## [TAREA 1]
En el texto sobre la libertad de expresión, ¿en qué año se celebró el juicio contra Charlie Hebdo por publicar viñetas de Mahoma?

## [TEXTO SELECCIONADO]
***

DEBATE SOBRE LA LIBERTAD DE
EXPRESIÓN
¿Qué clase de civilización somos?
DERECHO A OFENDER.
Su decisión de publicar unas viñetas de Mahoma para denunciar la autocensura
encendió el debate sobre el futuro de la libertad de expresión. Flemming Rose,
jefe de Internacional del ‘Jyllands-Posten’, el principal diario danés,
reflexiona sobre el uso de la sátira como respuesta de una civilización sana
ante la barbarie
Philippe Val, entonces redactor
jefe de Charlie
Hebdo, no podía ocultar
su irritación cuando, en 2007, con motivo del juicio celebrado contra la
revista satírica de izquierdas por publicar unas viñetas de Mahoma, se le
preguntaba si realmente había sido necesario, si no se trataba de una
provocación innecesaria y un ataque a una minoría débil y oprimida. Charlie
Hebdo había reproducido
unos dibujos del diario Jyllands-Posten, junto con otras viñetas del profeta hechas por sus
caricaturistas, como reacción a los ataques contra las Embajadas danesas y las
amenazas al diario. “¿Qué civilización seríamos si no nos pudiésemos burlar,
mofar y reír de los que vuelan trenes y aviones y asesinan en masa a
inocentes?”, se preguntaba indignado Philippe Val. La pregunta resurge con
fuerza tras la matanza en la redacción de Charlie Hebdo.
La sátira es una de las
respuestas de una sociedad abierta ante la violencia, las amenazas y la
barbarie. La sátira es pacífica, aunque pueda picar y escocer. No mata;
ridiculiza y expone públicamente. Nos mueve a la risa, no al miedo o al odio.

***

## [DATOS PROPORCIONADOS]

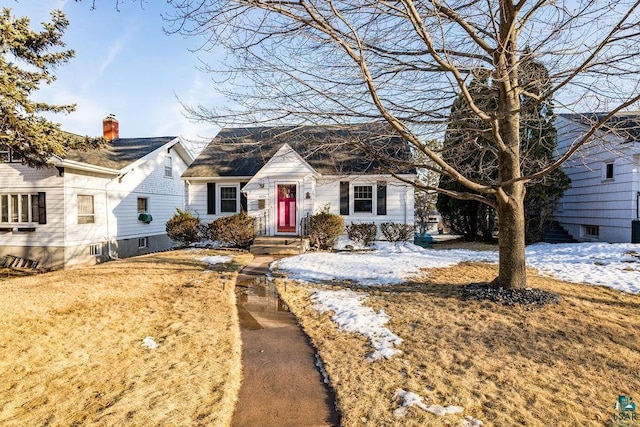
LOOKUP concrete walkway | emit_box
[233,256,340,427]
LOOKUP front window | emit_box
[138,197,149,213]
[164,156,173,178]
[353,185,373,212]
[78,194,95,224]
[220,187,238,213]
[605,163,614,179]
[0,194,40,223]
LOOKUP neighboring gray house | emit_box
[555,112,640,243]
[182,123,415,236]
[0,117,193,269]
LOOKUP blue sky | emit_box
[6,0,222,145]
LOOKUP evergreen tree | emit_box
[0,8,102,167]
[437,54,570,244]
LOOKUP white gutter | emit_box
[55,159,121,175]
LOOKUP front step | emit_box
[249,236,309,255]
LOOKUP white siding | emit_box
[314,175,414,232]
[0,139,187,267]
[555,118,640,243]
[0,163,65,246]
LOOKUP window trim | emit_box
[138,237,149,249]
[76,194,96,225]
[351,184,375,214]
[136,197,149,213]
[216,184,241,215]
[164,156,173,179]
[89,243,104,256]
[0,192,46,225]
[602,160,616,181]
[582,225,600,238]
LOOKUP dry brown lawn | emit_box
[278,263,640,426]
[0,250,251,426]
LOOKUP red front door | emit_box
[277,184,296,233]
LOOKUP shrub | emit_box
[309,209,344,249]
[380,222,413,242]
[165,209,201,245]
[347,222,378,246]
[209,212,256,248]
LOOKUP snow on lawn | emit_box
[278,242,498,285]
[196,255,233,265]
[277,242,640,293]
[311,289,402,361]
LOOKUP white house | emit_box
[182,123,415,236]
[555,112,640,243]
[0,117,193,269]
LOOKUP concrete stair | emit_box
[543,221,577,243]
[249,236,309,255]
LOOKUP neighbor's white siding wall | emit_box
[0,163,65,246]
[555,118,640,243]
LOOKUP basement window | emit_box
[89,243,102,256]
[582,225,600,237]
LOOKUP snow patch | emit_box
[311,289,402,361]
[196,255,233,265]
[393,388,464,418]
[274,242,640,294]
[142,337,159,350]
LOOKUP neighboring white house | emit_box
[0,117,193,269]
[182,123,415,236]
[555,112,640,243]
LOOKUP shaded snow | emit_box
[277,242,640,293]
[196,255,233,265]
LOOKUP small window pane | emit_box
[220,187,238,212]
[164,157,173,178]
[31,194,40,222]
[20,195,29,222]
[353,185,373,212]
[606,163,613,179]
[11,194,19,222]
[138,197,148,213]
[78,195,94,224]
[0,195,9,222]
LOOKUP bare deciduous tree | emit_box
[161,0,640,288]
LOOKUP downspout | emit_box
[104,171,129,260]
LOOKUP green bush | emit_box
[309,210,344,249]
[347,222,378,246]
[380,222,413,242]
[165,209,201,245]
[208,212,256,248]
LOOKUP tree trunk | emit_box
[493,183,527,289]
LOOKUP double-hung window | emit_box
[164,156,173,178]
[220,186,238,213]
[0,193,45,224]
[353,185,373,212]
[78,194,95,224]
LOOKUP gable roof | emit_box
[559,111,640,142]
[64,136,177,169]
[182,123,415,178]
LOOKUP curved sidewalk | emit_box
[233,256,340,427]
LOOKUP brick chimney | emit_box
[102,114,120,141]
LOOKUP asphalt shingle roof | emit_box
[560,111,640,142]
[65,136,176,169]
[182,123,415,178]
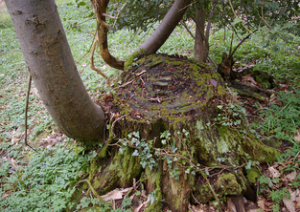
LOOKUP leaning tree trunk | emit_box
[5,0,104,143]
[74,55,278,212]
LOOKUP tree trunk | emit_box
[5,0,104,143]
[194,4,207,62]
[135,0,191,54]
[74,55,278,212]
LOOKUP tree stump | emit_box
[77,55,278,212]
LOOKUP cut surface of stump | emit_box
[81,55,278,212]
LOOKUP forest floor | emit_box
[0,0,300,212]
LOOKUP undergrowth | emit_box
[0,0,300,211]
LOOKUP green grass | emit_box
[0,0,300,211]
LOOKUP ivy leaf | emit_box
[132,149,139,156]
[232,18,243,25]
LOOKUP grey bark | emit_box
[194,4,206,62]
[5,0,104,141]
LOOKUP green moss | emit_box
[216,173,243,195]
[141,168,163,212]
[246,169,260,185]
[124,49,146,70]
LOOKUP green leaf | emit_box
[232,18,243,25]
[122,197,131,207]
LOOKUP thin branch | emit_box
[207,55,218,68]
[192,18,208,44]
[205,0,217,39]
[227,29,257,58]
[113,0,128,29]
[180,21,195,40]
[102,13,118,20]
[0,21,15,32]
[90,37,110,85]
[67,17,95,31]
[229,26,234,55]
[24,74,38,153]
[126,27,140,47]
[229,0,253,34]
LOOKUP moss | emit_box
[143,168,163,212]
[246,169,260,185]
[216,173,243,195]
[124,49,146,70]
[197,184,214,203]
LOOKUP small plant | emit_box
[0,146,95,212]
[258,90,300,143]
[213,103,247,129]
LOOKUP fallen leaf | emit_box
[268,166,280,178]
[285,172,296,182]
[242,74,257,85]
[101,187,132,201]
[210,79,218,87]
[294,131,300,141]
[282,190,296,212]
[227,198,237,212]
[188,204,206,212]
[257,196,267,210]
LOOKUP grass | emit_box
[0,0,300,211]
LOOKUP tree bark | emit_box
[194,4,206,62]
[5,0,104,143]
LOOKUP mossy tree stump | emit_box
[85,55,278,212]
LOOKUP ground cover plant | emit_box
[0,1,300,211]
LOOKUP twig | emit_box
[75,179,108,205]
[180,21,195,40]
[110,114,128,137]
[90,37,110,85]
[0,21,15,32]
[24,74,38,153]
[113,0,128,29]
[207,55,218,68]
[67,17,94,31]
[205,0,217,39]
[102,13,118,20]
[227,29,257,58]
[126,27,140,47]
[229,0,253,34]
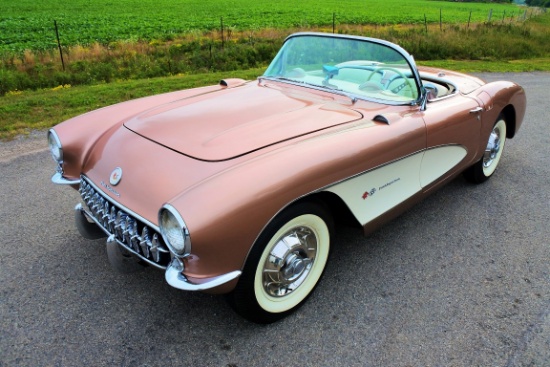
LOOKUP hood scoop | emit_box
[124,86,362,161]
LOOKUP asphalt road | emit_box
[0,73,550,367]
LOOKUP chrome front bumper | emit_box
[73,177,241,291]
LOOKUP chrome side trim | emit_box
[165,258,241,291]
[52,172,80,185]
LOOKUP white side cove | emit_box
[325,145,466,225]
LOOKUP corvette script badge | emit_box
[109,167,122,186]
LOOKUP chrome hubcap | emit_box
[262,227,318,297]
[483,127,501,168]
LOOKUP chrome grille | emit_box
[78,177,170,269]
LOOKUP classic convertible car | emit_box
[48,33,526,323]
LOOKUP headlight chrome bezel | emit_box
[158,204,191,258]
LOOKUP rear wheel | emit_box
[228,203,333,323]
[464,116,506,183]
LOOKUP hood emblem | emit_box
[109,167,122,186]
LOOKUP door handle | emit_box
[470,107,483,113]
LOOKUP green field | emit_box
[0,0,530,52]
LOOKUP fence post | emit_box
[424,13,428,34]
[220,17,225,49]
[53,20,65,71]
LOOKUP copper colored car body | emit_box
[49,33,526,323]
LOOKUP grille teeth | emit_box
[78,178,170,268]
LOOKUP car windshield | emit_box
[264,34,420,104]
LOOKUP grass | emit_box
[0,0,531,52]
[0,58,550,140]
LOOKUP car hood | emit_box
[124,83,362,161]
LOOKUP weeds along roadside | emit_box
[0,14,550,96]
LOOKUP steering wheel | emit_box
[359,66,414,94]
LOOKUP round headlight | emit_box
[159,204,191,257]
[48,130,63,163]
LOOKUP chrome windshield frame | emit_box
[264,32,426,106]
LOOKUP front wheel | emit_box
[464,116,506,183]
[228,203,333,324]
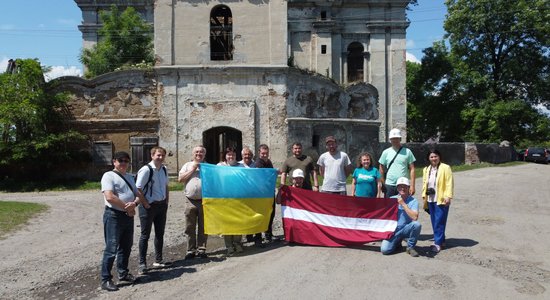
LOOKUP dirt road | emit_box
[0,164,550,299]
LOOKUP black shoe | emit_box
[101,280,118,292]
[118,273,136,283]
[407,247,418,257]
[138,264,148,275]
[254,241,265,248]
[185,252,195,260]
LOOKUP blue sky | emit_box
[0,0,446,78]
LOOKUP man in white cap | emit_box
[317,135,353,195]
[380,177,422,257]
[378,128,416,197]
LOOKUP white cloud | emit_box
[56,19,76,25]
[0,24,15,30]
[0,55,82,81]
[405,52,420,64]
[44,66,82,81]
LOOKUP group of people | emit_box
[101,129,454,291]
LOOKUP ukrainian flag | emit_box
[200,164,277,235]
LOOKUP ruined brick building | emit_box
[63,0,409,172]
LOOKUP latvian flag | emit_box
[280,186,398,247]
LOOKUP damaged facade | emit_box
[68,0,409,172]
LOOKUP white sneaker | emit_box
[153,261,170,268]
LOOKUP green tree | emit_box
[80,5,155,78]
[407,0,550,145]
[444,0,550,105]
[0,59,82,177]
[407,42,464,141]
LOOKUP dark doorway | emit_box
[202,126,243,164]
[347,42,365,82]
[210,5,233,60]
[130,136,159,173]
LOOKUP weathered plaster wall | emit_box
[50,71,159,159]
[155,0,287,66]
[158,67,286,166]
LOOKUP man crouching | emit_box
[380,177,422,257]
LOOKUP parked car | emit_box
[525,147,548,164]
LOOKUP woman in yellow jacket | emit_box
[422,149,454,253]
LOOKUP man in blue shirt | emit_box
[380,177,422,257]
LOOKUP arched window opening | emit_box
[347,42,364,82]
[210,5,233,60]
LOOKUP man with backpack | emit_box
[136,147,169,274]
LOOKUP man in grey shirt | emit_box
[178,145,208,259]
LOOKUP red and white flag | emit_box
[280,186,398,247]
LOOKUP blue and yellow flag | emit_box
[200,164,277,235]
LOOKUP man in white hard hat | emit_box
[380,177,422,257]
[281,142,319,192]
[378,128,416,197]
[317,135,353,195]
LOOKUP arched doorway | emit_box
[202,126,243,164]
[347,42,365,82]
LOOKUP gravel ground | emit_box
[0,164,550,299]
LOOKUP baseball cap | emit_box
[292,169,304,178]
[396,177,411,186]
[113,151,130,160]
[390,128,401,139]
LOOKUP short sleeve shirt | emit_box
[136,162,168,203]
[282,155,315,190]
[101,171,137,211]
[353,167,380,197]
[317,151,351,192]
[392,195,418,231]
[378,147,416,185]
[180,161,202,200]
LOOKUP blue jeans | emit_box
[428,202,449,246]
[380,221,422,254]
[139,201,168,265]
[385,184,397,198]
[101,207,134,282]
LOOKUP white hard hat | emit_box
[292,169,304,178]
[390,128,401,139]
[396,177,411,186]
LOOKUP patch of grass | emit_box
[0,201,48,238]
[0,161,525,192]
[0,178,101,192]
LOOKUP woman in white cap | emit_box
[351,152,382,198]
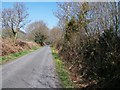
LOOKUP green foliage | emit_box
[52,48,74,88]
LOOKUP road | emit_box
[2,46,60,88]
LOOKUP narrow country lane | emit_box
[2,46,60,88]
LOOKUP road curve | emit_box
[2,46,60,88]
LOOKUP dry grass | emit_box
[0,39,38,56]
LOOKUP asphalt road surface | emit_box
[2,46,60,88]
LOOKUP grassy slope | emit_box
[0,47,39,64]
[52,48,75,88]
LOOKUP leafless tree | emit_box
[2,3,29,43]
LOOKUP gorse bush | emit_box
[57,2,120,87]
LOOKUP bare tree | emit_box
[26,21,49,45]
[2,3,29,43]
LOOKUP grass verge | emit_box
[0,47,40,65]
[52,48,75,88]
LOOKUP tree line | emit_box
[56,2,120,88]
[2,2,120,88]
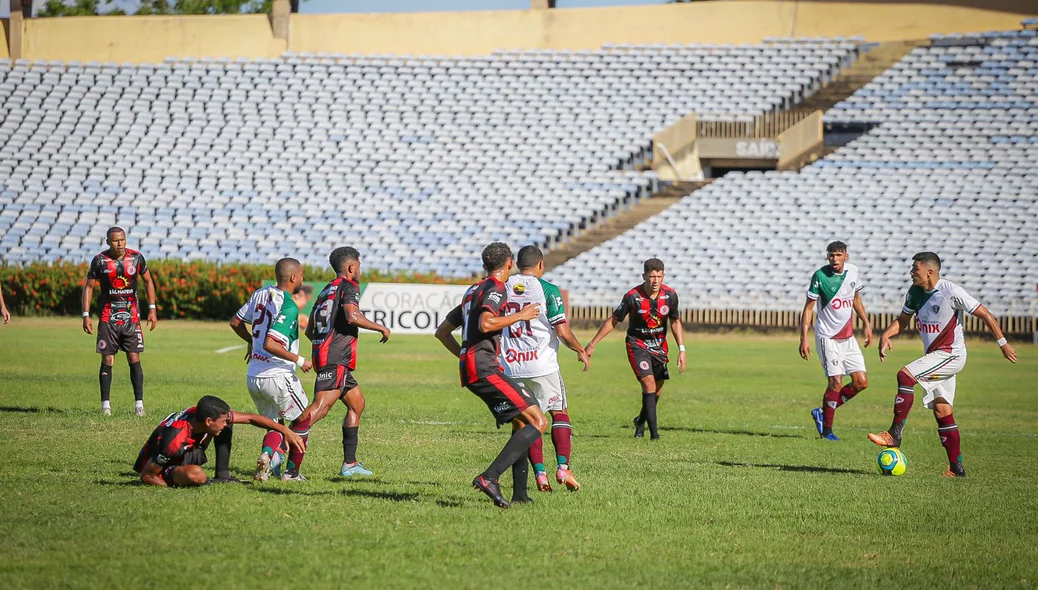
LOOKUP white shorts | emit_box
[815,336,865,377]
[515,371,569,411]
[905,350,966,409]
[245,373,310,422]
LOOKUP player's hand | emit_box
[1002,342,1016,363]
[879,334,894,363]
[281,428,306,453]
[577,350,591,373]
[515,303,541,322]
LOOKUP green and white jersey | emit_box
[237,287,299,377]
[808,264,865,340]
[500,274,566,377]
[901,278,980,354]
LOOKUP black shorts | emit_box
[98,322,144,354]
[627,343,671,383]
[465,374,537,428]
[313,365,360,394]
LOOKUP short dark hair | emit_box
[641,258,663,273]
[482,242,512,272]
[274,258,303,283]
[516,244,544,270]
[195,396,230,420]
[328,246,360,272]
[911,252,940,270]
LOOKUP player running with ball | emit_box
[869,252,1016,478]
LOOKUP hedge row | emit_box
[0,260,465,320]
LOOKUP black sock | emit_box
[98,363,112,402]
[512,454,529,502]
[214,424,235,478]
[343,422,360,463]
[483,424,541,480]
[128,360,144,401]
[641,392,659,438]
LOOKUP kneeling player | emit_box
[436,242,548,508]
[133,396,305,487]
[584,259,685,440]
[800,242,872,440]
[869,252,1016,478]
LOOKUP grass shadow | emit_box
[713,461,873,476]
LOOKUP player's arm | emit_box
[854,291,872,348]
[229,413,306,452]
[344,303,392,343]
[972,305,1016,363]
[80,276,99,333]
[140,269,159,331]
[554,321,591,371]
[436,305,461,356]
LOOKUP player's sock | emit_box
[213,424,235,478]
[285,414,309,474]
[551,413,573,467]
[937,414,962,471]
[822,388,840,436]
[130,360,144,402]
[343,422,359,465]
[98,363,112,407]
[890,371,916,445]
[529,430,546,474]
[483,424,541,480]
[641,392,659,438]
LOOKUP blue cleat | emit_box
[811,407,822,436]
[338,463,372,478]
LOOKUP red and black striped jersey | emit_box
[612,285,681,359]
[447,276,508,386]
[86,248,147,325]
[310,276,360,371]
[133,407,221,473]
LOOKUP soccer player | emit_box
[800,242,872,440]
[869,252,1016,478]
[584,258,685,440]
[436,242,548,508]
[133,396,305,487]
[501,246,591,491]
[230,258,313,481]
[300,246,390,478]
[82,227,159,415]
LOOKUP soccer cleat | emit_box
[252,453,273,482]
[338,463,372,478]
[811,407,825,437]
[472,475,511,508]
[869,430,901,449]
[555,467,580,491]
[535,472,551,491]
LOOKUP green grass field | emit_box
[0,318,1038,588]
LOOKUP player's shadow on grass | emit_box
[659,426,802,438]
[714,461,872,476]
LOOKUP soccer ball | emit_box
[876,448,908,476]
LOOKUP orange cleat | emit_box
[869,430,901,448]
[555,467,580,491]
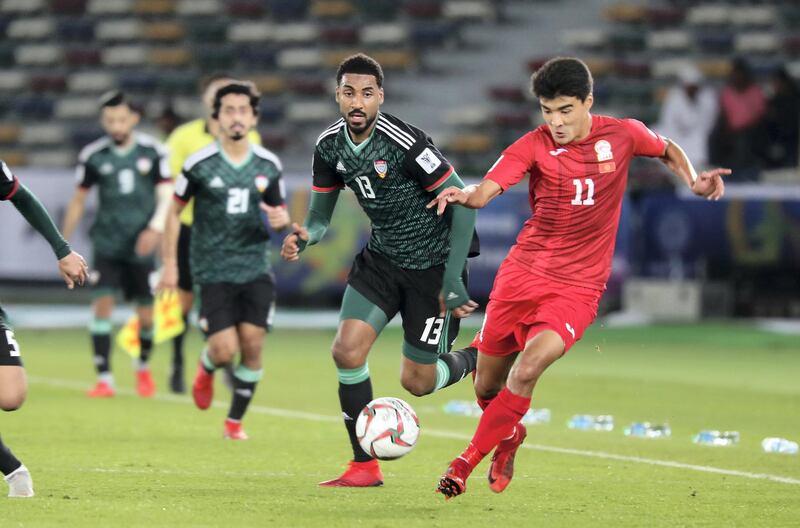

***

## [TAREA 2]
Reproduce de las entradas todo lo que va desde la línea que contiene "LOOKUP short dark hair | emit_box" hasta la que contiene "[0,260,465,320]", cambiando "hedge row" por "bush row" y dejando lo demás intacto.

## [RESPUESTA COMPLETA 1]
En 2007.

## [RESPUESTA COMPLETA 2]
LOOKUP short dark hair | emit_box
[641,258,663,273]
[482,242,512,272]
[274,258,303,283]
[516,244,544,270]
[195,396,230,420]
[328,246,360,272]
[911,252,940,270]
LOOKUP player running with ball | emit_box
[869,252,1016,478]
LOOKUP bush row | emit_box
[0,260,465,320]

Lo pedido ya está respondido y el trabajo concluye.